→ **Consigne**: Recopiez sans rien changer un passage de l'extrait sur le lockout qui figure ci-dessous. Commencez aux mots "Il s'interroge cependant" et arrêtez-vous après "débat à l'interne.".

→ **Extrait fourni**:
------------------------------------------------------------------------

Il s'interroge cependant sur la stratégie à adopter pour mener cette nouvelle lutte: rejeter les offres et faire une grève pour amener le débat sur la place publique, ou accepter les offres et faire le débat à l'interne.
À son avis, les offres se méritent une note de 50%.
Pour Nicole Blais, la note monte à 60%, «mais pour l'attitude, je ne donnerais que 10%», ajoute-t-elle.
Au local de lockout, Marie Malchelosse et Laurent Lavigne m'ont remis mon dernier (dans le sens de plus récent) chèque de lockout. J'avais déjà rencontré Marie, mais Laurent, c'était une découverte.

------------------------------------------------------------------------

→ **Données**:
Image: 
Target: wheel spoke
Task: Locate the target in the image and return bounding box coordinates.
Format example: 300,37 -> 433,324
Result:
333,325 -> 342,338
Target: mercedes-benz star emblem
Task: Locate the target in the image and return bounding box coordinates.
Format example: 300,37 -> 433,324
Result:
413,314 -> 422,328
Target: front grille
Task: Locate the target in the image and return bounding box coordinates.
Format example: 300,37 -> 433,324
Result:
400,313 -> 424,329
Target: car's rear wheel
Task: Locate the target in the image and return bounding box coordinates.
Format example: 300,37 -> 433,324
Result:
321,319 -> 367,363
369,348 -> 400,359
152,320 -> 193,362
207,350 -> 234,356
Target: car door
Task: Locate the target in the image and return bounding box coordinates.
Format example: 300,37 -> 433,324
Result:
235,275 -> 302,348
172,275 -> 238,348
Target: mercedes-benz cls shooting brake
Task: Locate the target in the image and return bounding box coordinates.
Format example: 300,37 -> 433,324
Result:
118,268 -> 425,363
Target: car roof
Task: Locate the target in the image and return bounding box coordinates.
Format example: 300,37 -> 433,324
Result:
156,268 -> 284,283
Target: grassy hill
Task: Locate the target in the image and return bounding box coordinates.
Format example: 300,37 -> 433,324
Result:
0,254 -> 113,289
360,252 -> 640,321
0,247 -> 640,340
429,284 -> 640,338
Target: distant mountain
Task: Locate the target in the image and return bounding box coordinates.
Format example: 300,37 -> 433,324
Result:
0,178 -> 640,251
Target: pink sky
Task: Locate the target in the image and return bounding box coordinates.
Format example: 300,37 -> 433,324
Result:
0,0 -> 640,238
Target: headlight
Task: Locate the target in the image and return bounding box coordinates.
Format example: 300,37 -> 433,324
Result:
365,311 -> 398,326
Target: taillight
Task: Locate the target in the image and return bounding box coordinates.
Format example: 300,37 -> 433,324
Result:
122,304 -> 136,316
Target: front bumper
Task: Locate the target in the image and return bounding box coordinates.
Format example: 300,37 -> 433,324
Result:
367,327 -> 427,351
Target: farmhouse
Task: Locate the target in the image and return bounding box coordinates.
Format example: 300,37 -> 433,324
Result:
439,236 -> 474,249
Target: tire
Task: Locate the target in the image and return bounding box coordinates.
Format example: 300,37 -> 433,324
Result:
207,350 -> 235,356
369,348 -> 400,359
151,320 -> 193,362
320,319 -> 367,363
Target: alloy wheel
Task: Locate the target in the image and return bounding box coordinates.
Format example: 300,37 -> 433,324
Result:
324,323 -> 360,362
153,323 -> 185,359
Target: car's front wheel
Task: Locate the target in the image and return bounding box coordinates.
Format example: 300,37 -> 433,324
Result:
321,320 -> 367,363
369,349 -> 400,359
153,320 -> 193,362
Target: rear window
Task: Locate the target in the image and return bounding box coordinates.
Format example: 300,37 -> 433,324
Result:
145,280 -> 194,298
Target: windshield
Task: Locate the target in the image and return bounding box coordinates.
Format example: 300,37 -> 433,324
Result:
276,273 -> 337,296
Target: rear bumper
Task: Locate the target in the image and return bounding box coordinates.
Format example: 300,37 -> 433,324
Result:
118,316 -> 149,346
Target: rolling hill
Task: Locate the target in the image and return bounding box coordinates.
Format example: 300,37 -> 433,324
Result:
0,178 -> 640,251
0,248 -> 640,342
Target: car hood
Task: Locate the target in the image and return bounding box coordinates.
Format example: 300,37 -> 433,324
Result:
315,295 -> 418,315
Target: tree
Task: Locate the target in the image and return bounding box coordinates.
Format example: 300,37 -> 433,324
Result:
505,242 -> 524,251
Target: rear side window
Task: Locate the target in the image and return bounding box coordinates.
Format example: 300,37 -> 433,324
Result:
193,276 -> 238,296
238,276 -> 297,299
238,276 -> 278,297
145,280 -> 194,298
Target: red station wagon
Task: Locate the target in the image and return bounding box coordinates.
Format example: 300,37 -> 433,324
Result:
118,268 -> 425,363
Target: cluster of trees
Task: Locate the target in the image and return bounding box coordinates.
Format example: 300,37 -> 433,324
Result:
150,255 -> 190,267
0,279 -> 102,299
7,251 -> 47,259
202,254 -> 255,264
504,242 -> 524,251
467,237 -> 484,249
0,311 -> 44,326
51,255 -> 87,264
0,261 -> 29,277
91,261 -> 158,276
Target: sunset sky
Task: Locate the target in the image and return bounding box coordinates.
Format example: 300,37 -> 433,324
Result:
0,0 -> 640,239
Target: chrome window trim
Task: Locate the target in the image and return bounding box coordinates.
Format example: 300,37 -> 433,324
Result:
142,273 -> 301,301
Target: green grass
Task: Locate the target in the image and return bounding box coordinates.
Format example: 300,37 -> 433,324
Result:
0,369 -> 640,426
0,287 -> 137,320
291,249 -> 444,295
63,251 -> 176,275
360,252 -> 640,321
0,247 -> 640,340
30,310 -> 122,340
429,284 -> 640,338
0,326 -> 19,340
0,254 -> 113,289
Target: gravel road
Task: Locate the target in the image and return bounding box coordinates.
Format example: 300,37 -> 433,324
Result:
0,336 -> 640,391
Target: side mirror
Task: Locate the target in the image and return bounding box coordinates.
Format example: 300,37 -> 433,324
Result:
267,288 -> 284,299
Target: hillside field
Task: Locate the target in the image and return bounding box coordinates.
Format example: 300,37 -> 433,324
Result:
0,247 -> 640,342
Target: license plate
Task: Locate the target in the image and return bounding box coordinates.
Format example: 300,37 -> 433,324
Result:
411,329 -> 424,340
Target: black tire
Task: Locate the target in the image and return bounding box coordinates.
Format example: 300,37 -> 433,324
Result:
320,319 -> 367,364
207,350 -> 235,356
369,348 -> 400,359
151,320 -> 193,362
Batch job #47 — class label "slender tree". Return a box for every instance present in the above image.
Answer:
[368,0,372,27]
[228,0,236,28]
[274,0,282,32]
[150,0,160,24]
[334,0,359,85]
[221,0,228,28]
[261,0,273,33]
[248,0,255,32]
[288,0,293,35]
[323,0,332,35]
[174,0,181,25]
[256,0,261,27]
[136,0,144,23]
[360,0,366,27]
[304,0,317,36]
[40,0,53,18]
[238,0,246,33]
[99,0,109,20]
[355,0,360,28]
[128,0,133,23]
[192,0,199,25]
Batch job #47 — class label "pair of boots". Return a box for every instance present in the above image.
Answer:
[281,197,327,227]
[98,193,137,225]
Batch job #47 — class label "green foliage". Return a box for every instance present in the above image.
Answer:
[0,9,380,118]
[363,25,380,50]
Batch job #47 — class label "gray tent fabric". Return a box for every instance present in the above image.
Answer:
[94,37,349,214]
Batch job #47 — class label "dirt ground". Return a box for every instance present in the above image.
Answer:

------------------------------------------------------------------------

→ **Réponse complète**:
Il s'interroge cependant sur la stratégie à adopter pour mener cette nouvelle lutte: rejeter les offres et faire une grève pour amener le débat sur la place publique, ou accepter les offres et faire le débat à l'interne.